(Detection examples)
»»
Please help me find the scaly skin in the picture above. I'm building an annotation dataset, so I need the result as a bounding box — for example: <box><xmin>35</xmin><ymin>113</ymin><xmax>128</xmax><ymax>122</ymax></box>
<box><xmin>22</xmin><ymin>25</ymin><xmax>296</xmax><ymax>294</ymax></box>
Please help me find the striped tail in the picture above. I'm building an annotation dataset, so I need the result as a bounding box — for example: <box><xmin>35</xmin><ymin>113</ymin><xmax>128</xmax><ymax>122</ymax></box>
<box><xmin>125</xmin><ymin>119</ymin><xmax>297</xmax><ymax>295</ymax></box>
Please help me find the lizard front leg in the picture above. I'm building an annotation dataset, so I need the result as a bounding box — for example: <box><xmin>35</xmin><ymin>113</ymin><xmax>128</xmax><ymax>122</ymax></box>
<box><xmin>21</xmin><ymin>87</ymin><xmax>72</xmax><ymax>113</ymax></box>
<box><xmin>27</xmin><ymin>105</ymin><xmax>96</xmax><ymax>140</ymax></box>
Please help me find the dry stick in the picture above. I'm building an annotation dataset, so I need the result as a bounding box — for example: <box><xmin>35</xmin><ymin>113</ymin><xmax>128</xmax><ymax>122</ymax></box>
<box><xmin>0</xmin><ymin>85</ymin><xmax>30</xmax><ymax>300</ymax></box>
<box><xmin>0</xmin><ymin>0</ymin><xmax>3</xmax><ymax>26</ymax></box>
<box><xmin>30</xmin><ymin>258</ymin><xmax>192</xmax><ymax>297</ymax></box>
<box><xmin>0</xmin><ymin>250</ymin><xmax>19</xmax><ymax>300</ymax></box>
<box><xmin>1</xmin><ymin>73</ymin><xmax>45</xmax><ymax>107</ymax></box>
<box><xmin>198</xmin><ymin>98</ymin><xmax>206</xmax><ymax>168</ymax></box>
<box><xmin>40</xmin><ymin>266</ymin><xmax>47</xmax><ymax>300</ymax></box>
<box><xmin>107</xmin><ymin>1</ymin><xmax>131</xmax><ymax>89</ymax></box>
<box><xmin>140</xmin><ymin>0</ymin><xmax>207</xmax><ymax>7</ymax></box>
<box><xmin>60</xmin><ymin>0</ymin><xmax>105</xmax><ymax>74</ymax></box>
««
[Exercise] Reproduce the material above verbatim, starting at the line containing "Please help me find the dry" and continuing through the end of the material, both ends included.

[Written response]
Please help me find the dry stick in the picture above. I'm building an annotation dataset, so I need the result as a bounding box — for example: <box><xmin>35</xmin><ymin>113</ymin><xmax>128</xmax><ymax>122</ymax></box>
<box><xmin>0</xmin><ymin>85</ymin><xmax>30</xmax><ymax>300</ymax></box>
<box><xmin>0</xmin><ymin>0</ymin><xmax>3</xmax><ymax>26</ymax></box>
<box><xmin>30</xmin><ymin>258</ymin><xmax>192</xmax><ymax>297</ymax></box>
<box><xmin>0</xmin><ymin>250</ymin><xmax>19</xmax><ymax>300</ymax></box>
<box><xmin>1</xmin><ymin>73</ymin><xmax>45</xmax><ymax>107</ymax></box>
<box><xmin>198</xmin><ymin>98</ymin><xmax>206</xmax><ymax>168</ymax></box>
<box><xmin>40</xmin><ymin>266</ymin><xmax>47</xmax><ymax>300</ymax></box>
<box><xmin>107</xmin><ymin>1</ymin><xmax>131</xmax><ymax>89</ymax></box>
<box><xmin>140</xmin><ymin>0</ymin><xmax>207</xmax><ymax>7</ymax></box>
<box><xmin>60</xmin><ymin>0</ymin><xmax>105</xmax><ymax>74</ymax></box>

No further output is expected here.